Sawa Pius | March 16, 2009
In the slums of Kasubi and Kawala, there are no designated areas for dumping garbage. The residents of these slums in Kampala, Uganda, are used to dumping garbage into water channels and in front of their doors. Food scraps, human waste, and other solid waste blocks water channels and rot in front of homes. Contaminated water leads to deaths from cholera, while mosquitoes are drawn to standing water and spread malaria.
Peelings from bananas, cassava and potato make up over 80 per cent of the garbage in the two slum areas. Damaris Namusoke has found a way to keep these scraps out of the gutters, and turn trash into treasure.
For three years now, Ms. Namusoke has been producing compost from food waste. She is part of an association called the Kasubi Local Development Initiative, which started collecting the garbage to make compost in 2007.
Ms. Namusoke and other women collect food scraps in plastic containers. Ms. Namusoke then digs a hole and fills it with the scraps. She covers the hole and leaves the scraps to decompose for three months. At the end of the three months, she has compost to sell to her neighbours and use in her own garden. During the dry season, she makes liquid compost from one part decomposed scraps and three parts water.

**Work instruction:**
Continue the article on composting food waste in the Kasubi and Kawala slums, starting after its final sentence. The items that come after this are separate material and are not part of the article on composting in Kampala's slums.

**Supplied material:**

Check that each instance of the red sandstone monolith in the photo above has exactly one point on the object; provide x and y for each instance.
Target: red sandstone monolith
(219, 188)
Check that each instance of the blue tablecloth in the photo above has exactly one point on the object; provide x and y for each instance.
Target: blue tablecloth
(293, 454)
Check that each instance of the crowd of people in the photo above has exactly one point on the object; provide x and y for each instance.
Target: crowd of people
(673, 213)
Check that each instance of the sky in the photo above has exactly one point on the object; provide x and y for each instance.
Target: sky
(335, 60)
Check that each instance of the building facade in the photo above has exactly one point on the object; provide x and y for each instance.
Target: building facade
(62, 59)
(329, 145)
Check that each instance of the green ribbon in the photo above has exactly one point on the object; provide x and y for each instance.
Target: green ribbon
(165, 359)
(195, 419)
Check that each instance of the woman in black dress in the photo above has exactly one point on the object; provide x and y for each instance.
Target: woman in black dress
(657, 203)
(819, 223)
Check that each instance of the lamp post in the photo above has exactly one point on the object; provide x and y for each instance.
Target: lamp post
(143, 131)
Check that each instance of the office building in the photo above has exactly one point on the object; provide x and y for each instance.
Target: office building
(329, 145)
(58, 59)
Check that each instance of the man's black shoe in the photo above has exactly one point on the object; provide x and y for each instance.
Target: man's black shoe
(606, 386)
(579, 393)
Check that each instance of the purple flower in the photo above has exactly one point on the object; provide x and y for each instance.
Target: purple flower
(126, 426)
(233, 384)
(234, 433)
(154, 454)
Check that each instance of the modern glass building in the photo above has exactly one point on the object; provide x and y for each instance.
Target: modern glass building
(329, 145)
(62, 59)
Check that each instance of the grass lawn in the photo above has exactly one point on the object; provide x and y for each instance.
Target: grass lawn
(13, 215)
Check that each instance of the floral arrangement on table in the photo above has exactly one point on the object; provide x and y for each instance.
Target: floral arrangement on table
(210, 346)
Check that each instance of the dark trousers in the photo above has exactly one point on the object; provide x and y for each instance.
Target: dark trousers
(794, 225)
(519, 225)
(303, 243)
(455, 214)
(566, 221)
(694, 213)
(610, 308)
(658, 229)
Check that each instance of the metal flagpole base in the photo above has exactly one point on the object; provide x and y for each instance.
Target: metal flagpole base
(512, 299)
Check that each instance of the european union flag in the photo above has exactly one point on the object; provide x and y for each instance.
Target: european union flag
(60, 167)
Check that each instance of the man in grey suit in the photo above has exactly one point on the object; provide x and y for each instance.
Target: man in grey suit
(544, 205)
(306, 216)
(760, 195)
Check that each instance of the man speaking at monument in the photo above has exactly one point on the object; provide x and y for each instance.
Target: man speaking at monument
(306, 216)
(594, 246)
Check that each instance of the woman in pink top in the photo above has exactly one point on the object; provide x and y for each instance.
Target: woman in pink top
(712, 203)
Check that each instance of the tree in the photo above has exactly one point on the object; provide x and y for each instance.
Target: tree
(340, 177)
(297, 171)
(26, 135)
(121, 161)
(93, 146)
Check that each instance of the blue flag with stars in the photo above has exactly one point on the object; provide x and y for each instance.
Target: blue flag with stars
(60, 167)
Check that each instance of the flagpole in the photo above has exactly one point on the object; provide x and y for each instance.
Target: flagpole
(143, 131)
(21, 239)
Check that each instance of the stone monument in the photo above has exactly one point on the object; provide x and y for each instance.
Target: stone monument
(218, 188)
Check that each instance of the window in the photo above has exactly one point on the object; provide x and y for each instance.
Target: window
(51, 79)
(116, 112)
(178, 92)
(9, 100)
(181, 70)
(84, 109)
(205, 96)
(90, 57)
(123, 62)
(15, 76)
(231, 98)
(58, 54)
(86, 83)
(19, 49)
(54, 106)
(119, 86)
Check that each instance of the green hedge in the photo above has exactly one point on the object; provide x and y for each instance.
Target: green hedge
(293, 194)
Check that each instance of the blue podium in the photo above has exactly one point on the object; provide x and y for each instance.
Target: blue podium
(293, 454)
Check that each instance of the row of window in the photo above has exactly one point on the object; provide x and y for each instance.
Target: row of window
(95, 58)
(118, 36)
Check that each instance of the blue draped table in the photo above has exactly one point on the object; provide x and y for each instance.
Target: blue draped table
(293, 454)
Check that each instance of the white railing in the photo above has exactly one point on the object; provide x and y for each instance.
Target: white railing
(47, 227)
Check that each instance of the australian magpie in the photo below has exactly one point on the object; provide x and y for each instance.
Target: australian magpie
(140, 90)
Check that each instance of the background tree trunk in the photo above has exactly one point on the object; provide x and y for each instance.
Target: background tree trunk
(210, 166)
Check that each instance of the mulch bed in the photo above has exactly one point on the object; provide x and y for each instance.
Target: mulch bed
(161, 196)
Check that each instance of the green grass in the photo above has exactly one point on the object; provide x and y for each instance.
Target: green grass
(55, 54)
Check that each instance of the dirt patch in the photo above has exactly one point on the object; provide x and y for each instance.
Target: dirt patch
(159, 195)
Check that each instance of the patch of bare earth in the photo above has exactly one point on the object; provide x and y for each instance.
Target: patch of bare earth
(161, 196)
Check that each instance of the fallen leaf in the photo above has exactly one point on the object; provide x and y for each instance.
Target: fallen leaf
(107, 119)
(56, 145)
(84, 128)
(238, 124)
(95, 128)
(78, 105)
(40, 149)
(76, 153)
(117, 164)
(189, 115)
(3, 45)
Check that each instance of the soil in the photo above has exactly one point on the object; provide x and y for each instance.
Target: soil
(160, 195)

**Response below:**
Through the initiative, Ms. Namusoke has been able to increase her household income. She earns around 20,000 Ugandan shillings a week (about 10 American dollars or 7.5 Euros) from selling the compost, and the same amount from selling vegetables grown with her own compost. She says that since she began producing compost, she can now use the money she would normally spend on buying vegetables to buy other household items like salt, sugar, and cooking oil.
But the benefits extend past Ms. Namusoke’s door. Since the women’s initiative started turning food scraps into compost, heaps of garbage no longer lay rotting. Rainwater can flow easily downstream. The hygiene in the area has greatly improved and the number of cases of waterborne disease has been drastically reduced.
A neighbouring village found a similar solution to their garbage problem. James Kiza is part of an association called Kawala Recycling and Manufacturing Group. For two years now, the group has made animal feed from food scraps. They collect the food peels, dry them, mill them, and pack them in sacks. The feed is sold to livestock farmers.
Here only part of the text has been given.